Übungsaufgaben:
**A.** Schreiben Sie aus der Rezension alles ab, von „Dieses Unbedingte, Fanatische“ bis hinunter zu „Worten: Es lebt.“.
**B.** Prüfen Sie, ob die folgenden Aussagen mit der Rezension übereinstimmen. Antworten Sie jeweils mit Ja oder Nein und zitieren Sie die entscheidenden Worte wörtlich.
(i) Rhodes' Bach-Spiel wird als gläsern beschrieben.
(ii) Rhodes möchte sich in seinem Buch sympathischer machen.
(iii) Glenn Gould wird als Idol im Hintergrund von Rhodes' Bach genannt.
**C.** Was vernimmt man laut der Rezension bei Rhodes' Chopin-Etüden?

Vorliegender Text:
- - -

Und als er sein erstes Klavieralbum herausbrachte, wurde es vom Marketing beworben wie der Laut eines gefallenen Engels, der mit Musik wieder zum Himmel flog. Hört man sich aktuell Rhodes' Aufnahmen auf CD und im Internet an, darf man zweifelsfrei konstatieren: Er ist ein meisterhafter Pianist. Bei seinen Chopin-Etüden vernimmt man Tiefgang, Brillanz und die Kunst, auch in den Mittelstimmen nach Sensationen zu forschen. Sein Bach ist gläsern, unverkennbar hockt der legendäre Glenn Gould als Idol im Hintergrund. Und die Komponisten erscheinen uns in seinem Spiel als die großen Meister, die dem Pianisten die Hand auf die zitternde Schulter legen, ihm Noten hinstellen und soufflieren: Spiel das, dann wird alles gut! Klassik ist Rebellion und Ordnungshüterin in einem, für Rhodes sind beide überlebenswichtig.

Rhodes will, dass wir beim Lesen seines Buchs das Elementare spüren, das seinem Borderline-Leben widerfahren ist; den Alltag eines Vergewaltigungsopfers nennt er "Krieg", und in diesen Gefechten ist er selbst - wie er sich nennt - das "Oberarschloch"; da tobt ein Selbsthass, der in den besten Passagen eine aberwitzige Mischung aus Inszenierung und Ohnmacht darstellt. Seine Sprache dient der Hygiene.

Dieses Unbedingte, Fanatische ist die Stärke dieses Buchs. James Rhodes will sich nicht sympathischer machen, als er es sowieso nicht ist, er verkauft eine absolut ehrliche Haut. Er redet sich um Kopf und Kragen. Er kennt kein Tabu. Er schneidet tief ins eigene Fleisch, bis auch das Buch blutet. Mit anderen Worten: Es lebt.

- - -

Gespeicherte Datensätze:
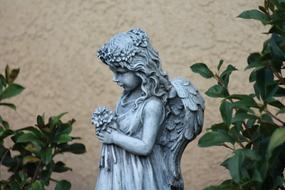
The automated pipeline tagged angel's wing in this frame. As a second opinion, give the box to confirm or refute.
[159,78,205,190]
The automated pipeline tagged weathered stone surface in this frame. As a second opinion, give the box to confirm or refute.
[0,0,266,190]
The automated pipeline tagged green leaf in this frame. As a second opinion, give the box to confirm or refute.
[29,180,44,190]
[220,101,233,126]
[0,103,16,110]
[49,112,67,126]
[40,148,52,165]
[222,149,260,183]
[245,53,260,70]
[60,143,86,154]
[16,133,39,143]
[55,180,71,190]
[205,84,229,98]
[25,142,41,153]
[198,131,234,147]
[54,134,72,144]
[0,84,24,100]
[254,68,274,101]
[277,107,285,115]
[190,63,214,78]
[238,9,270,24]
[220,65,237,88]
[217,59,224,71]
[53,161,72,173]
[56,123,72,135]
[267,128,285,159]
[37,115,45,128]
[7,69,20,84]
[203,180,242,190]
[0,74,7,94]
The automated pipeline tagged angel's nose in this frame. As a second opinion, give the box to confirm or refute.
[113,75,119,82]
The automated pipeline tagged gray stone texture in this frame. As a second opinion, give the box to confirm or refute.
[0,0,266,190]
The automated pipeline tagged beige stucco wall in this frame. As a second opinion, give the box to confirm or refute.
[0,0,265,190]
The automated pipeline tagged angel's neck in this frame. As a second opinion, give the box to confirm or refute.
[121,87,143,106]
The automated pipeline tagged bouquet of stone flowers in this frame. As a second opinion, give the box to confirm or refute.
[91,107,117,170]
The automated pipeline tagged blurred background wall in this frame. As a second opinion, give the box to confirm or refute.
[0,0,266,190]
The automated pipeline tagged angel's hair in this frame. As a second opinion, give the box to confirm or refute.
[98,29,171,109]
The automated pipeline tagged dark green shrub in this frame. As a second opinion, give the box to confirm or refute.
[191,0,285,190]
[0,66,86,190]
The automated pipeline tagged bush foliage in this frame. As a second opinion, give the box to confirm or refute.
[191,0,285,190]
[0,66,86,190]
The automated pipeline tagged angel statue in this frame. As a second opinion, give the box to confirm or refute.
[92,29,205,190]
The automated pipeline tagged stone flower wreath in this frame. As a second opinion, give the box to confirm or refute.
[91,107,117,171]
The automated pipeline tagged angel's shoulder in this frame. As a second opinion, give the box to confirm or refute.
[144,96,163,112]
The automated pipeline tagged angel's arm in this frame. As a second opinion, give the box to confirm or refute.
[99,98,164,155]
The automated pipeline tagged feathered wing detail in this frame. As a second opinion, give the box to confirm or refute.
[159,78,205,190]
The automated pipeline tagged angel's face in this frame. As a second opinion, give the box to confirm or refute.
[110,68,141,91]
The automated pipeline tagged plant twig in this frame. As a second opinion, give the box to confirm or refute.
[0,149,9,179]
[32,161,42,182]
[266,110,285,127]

- - -

Erwartete Antworten:
**A.**
Dieses Unbedingte, Fanatische ist die Stärke dieses Buchs. James Rhodes will sich nicht sympathischer machen, als er es sowieso nicht ist, er verkauft eine absolut ehrliche Haut. Er redet sich um Kopf und Kragen. Er kennt kein Tabu. Er schneidet tief ins eigene Fleisch, bis auch das Buch blutet. Mit anderen Worten: Es lebt.

**B.**
(i) Ja: „Sein Bach ist gläsern“
(ii) Nein: „James Rhodes will sich nicht sympathischer machen“
(iii) Ja: „unverkennbar hockt der legendäre Glenn Gould als Idol im Hintergrund“

**C.** Tiefgang, Brillanz und die Kunst, auch in den Mittelstimmen nach Sensationen zu forschen.